_REQUIREMENT_
Make an exact transcription of the material, leaving out all images.

_RAW DATA_
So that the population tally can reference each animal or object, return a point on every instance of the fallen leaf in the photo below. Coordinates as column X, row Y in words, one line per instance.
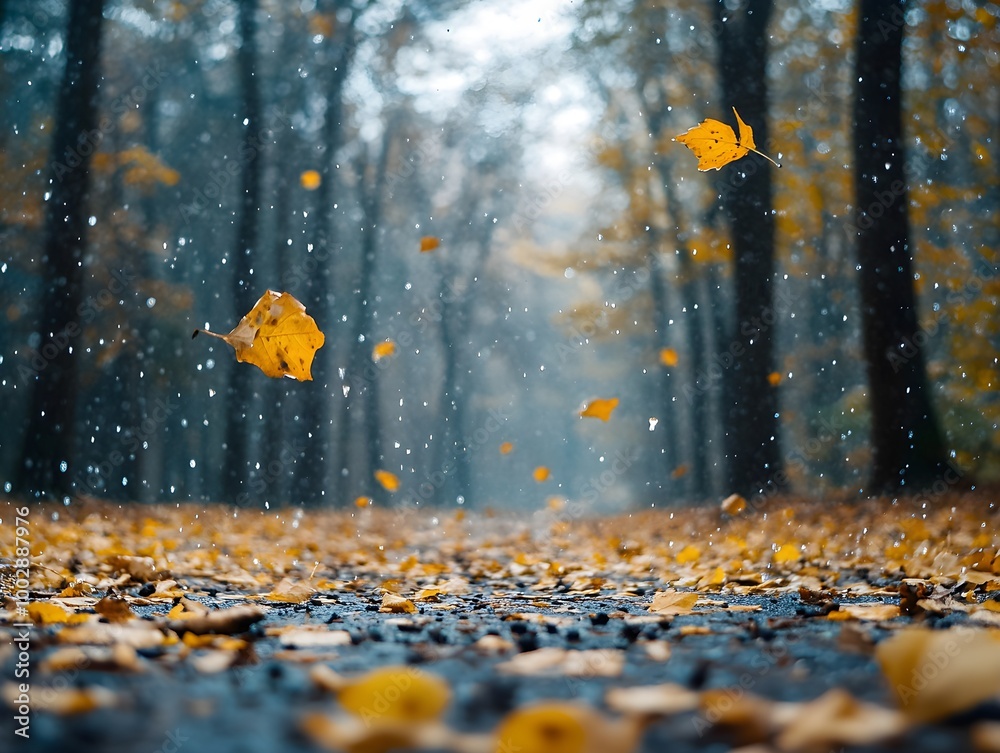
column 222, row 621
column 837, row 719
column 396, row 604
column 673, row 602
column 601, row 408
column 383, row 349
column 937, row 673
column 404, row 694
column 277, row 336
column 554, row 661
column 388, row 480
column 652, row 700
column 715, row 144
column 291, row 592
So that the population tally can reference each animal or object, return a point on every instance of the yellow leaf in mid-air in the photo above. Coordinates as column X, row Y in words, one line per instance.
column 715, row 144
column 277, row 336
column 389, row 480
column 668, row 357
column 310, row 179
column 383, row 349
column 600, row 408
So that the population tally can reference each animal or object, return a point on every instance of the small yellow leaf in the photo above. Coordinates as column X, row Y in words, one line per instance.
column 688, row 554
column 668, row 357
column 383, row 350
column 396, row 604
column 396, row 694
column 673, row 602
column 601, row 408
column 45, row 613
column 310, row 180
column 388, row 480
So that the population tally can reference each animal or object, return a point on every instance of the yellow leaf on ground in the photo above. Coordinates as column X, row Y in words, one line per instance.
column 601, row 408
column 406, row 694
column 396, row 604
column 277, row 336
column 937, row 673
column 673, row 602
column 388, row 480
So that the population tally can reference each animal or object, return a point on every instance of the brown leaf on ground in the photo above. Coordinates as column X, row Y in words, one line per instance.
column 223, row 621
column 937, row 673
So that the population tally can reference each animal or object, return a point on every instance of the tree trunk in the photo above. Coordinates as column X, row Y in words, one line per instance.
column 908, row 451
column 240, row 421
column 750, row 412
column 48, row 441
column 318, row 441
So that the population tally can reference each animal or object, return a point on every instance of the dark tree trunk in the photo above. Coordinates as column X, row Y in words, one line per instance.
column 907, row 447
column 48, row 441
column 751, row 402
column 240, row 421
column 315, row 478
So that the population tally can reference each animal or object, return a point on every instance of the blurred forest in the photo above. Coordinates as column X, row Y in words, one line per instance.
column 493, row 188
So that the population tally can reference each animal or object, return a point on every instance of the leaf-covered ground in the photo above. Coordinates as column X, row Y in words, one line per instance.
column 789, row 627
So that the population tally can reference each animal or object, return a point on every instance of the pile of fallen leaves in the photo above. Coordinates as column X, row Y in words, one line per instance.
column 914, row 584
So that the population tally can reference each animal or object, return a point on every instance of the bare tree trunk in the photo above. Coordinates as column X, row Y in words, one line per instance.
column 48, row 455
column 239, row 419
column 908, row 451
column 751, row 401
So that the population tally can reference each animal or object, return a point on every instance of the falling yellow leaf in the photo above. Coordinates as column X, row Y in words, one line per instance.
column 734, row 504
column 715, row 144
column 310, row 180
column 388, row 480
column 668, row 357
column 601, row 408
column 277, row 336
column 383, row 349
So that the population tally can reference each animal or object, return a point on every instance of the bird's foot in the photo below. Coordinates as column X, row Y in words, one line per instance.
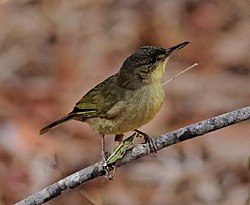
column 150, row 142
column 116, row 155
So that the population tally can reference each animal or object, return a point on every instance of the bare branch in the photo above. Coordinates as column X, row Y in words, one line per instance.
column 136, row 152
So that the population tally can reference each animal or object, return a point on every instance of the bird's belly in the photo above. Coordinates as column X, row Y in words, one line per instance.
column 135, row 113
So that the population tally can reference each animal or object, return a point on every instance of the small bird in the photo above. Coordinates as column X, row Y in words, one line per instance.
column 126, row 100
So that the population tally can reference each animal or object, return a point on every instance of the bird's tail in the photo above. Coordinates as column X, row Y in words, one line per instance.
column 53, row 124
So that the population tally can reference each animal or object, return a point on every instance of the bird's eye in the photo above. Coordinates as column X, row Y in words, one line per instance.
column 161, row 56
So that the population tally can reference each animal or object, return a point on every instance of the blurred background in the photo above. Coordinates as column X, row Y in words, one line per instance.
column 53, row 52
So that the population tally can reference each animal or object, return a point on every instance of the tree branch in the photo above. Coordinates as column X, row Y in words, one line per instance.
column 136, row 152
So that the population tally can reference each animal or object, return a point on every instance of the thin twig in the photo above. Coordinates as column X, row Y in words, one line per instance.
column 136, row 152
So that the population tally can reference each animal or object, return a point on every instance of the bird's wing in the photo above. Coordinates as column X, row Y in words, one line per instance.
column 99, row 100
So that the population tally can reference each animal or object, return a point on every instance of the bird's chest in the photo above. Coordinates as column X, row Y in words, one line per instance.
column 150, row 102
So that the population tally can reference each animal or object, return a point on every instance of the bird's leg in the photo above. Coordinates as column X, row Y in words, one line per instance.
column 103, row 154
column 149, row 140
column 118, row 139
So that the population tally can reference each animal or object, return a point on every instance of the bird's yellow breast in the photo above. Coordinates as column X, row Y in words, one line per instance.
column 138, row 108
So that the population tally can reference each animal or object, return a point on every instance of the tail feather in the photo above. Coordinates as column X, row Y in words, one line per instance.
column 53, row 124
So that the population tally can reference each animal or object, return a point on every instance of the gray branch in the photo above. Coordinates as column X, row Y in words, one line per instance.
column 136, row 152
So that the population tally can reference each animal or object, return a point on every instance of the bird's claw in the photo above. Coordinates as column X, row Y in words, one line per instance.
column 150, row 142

_EXPECTED ANSWER_
So that the population tally can reference each animal or object, return a point on every instance of the fallen leaf in the photo below. Coordinates as column X, row Y in words, one line per instance.
column 222, row 621
column 837, row 719
column 396, row 604
column 673, row 602
column 601, row 408
column 383, row 349
column 937, row 673
column 404, row 694
column 277, row 336
column 554, row 661
column 388, row 480
column 652, row 700
column 715, row 144
column 291, row 592
So that the population tally can reference each animal or object, return a point on every instance of the yellow leaf in mid-air in the photo above. Coordinates as column X, row Y in words, one line per instance.
column 715, row 144
column 277, row 336
column 389, row 480
column 668, row 357
column 310, row 179
column 383, row 349
column 600, row 408
So that the population tally can reference each animal or object, return a point on every instance of the small yellow leaf in the photo above. Coordinates as column X, row Y in words, one line per instance.
column 688, row 554
column 668, row 357
column 383, row 350
column 396, row 604
column 396, row 694
column 673, row 602
column 601, row 408
column 45, row 613
column 310, row 180
column 388, row 480
So that the population tally can reference each animal or object, return a point on every instance of the yellow leaf on ground in the photo above. Coordinates as column X, row Y in words, one line per instance.
column 601, row 408
column 406, row 694
column 396, row 604
column 277, row 336
column 937, row 673
column 673, row 602
column 388, row 480
So that the population tally can reference each animal or object, return a point on every instance of the brown leaf on ground in the photo above. Coordinates as column X, row Y in words, one line per instance.
column 223, row 621
column 937, row 673
So that the population tally can reference each animal or object, return a point on every instance of the tree trunk in the photo above. Coordinates as column X, row Y in words, one line per instance.
column 908, row 451
column 240, row 421
column 750, row 412
column 48, row 441
column 318, row 441
So that the population tally can reference each animal or object, return a point on every instance of the dark tree trunk in the photo above. Coordinates as column X, row Y in words, one line per instance.
column 907, row 447
column 48, row 441
column 751, row 402
column 240, row 421
column 315, row 478
So that the population tally can reference each animal or object, return a point on every instance of the blurred forest in the photo above. Coordinates as column X, row Y in words, one line per instance.
column 493, row 188
So that the population tally can reference each animal or object, return a point on every instance of the leaf-covered ground in the photo above. Coordinates as column X, row Y in words, one line per instance.
column 789, row 627
So that the population tally can reference each animal or object, return a point on every instance of the pile of fallen leaves in the photo above. Coordinates as column X, row Y in words, one line per instance.
column 914, row 584
So that the population tally can reference each animal or object, return a point on every instance of the bare tree trunk in the photo above. Coordinates as column X, row Y in words, one line per instance.
column 48, row 455
column 239, row 419
column 908, row 451
column 751, row 401
So that the population tally can reference each animal or object, return a point on every instance of the falling yellow leaf in the photo above. Coordinates as column X, row Y in words, one line per instance.
column 734, row 504
column 715, row 144
column 310, row 180
column 388, row 480
column 668, row 357
column 601, row 408
column 277, row 336
column 383, row 349
So that the population tally can reference each animal or object, return a point on every instance of the bird's foot in the photo below. Coordinates as column X, row Y in words, one line per instance.
column 150, row 142
column 116, row 155
So that the population tally can reference each animal or object, return a point on every instance of the bare branch in the photo above. Coordinates as column X, row Y in words, one line per instance.
column 136, row 152
So that the population tally can reference each animal or object, return a point on every instance of the bird's belly in the photo above. Coordinates as column X, row Y in words, one line per instance.
column 135, row 113
So that the population tally can reference each animal or object, return a point on every instance of the small bird in the photo above. Coordinates as column X, row Y in words, one line per instance.
column 126, row 100
So that the population tally can reference each animal or object, return a point on every instance of the bird's tail in the photo above. Coordinates as column X, row Y in words, one line per instance.
column 53, row 124
So that the population tally can reference each animal or object, return a point on every instance of the bird's eye in the photo above. Coordinates as column X, row Y in words, one line per instance.
column 161, row 56
So that the population tally can reference each animal or object, return a point on every instance of the blurred background in the photo above. Coordinates as column X, row Y in words, one line per instance.
column 53, row 52
So that the population tally can reference each animal or object, return a point on every instance of the tree branch in the photo above. Coordinates as column X, row Y in words, one line per instance.
column 136, row 152
So that the population tally can reference each animal or object, return a point on every instance of the thin twig in the photo above. Coordinates as column X, row Y in words, one line per instance.
column 136, row 152
So that the population tally can reference each animal or object, return a point on every instance of the bird's wing in the photo above. Coordinates as column X, row Y in words, one line per instance.
column 99, row 100
So that the population tally can reference each animal or object, return a point on every instance of the bird's chest in the photo above. Coordinates as column X, row Y in words, one line per instance.
column 150, row 102
So that the population tally can reference each animal or object, return a point on every instance of the bird's leg in the photo above. Coordinates as column X, row Y in words, one line per instance.
column 103, row 154
column 149, row 140
column 118, row 139
So that the population tally can reference each animal or object, return a point on every instance of the bird's yellow breast in the photo above. Coordinates as column X, row Y in words, one line per instance.
column 138, row 108
So that the population tally can reference each animal or object, return a point on every instance of the tail feather in the photo above. Coordinates as column X, row Y in words, one line per instance.
column 53, row 124
So that the population tally can reference each animal or object, return a point on every instance of the gray branch in the photo above. Coordinates as column X, row Y in words, one line per instance.
column 136, row 152
So that the population tally can reference each animal or object, return a point on every instance of the bird's claw in the photo above. Coordinates as column X, row Y in words, one line per instance.
column 150, row 142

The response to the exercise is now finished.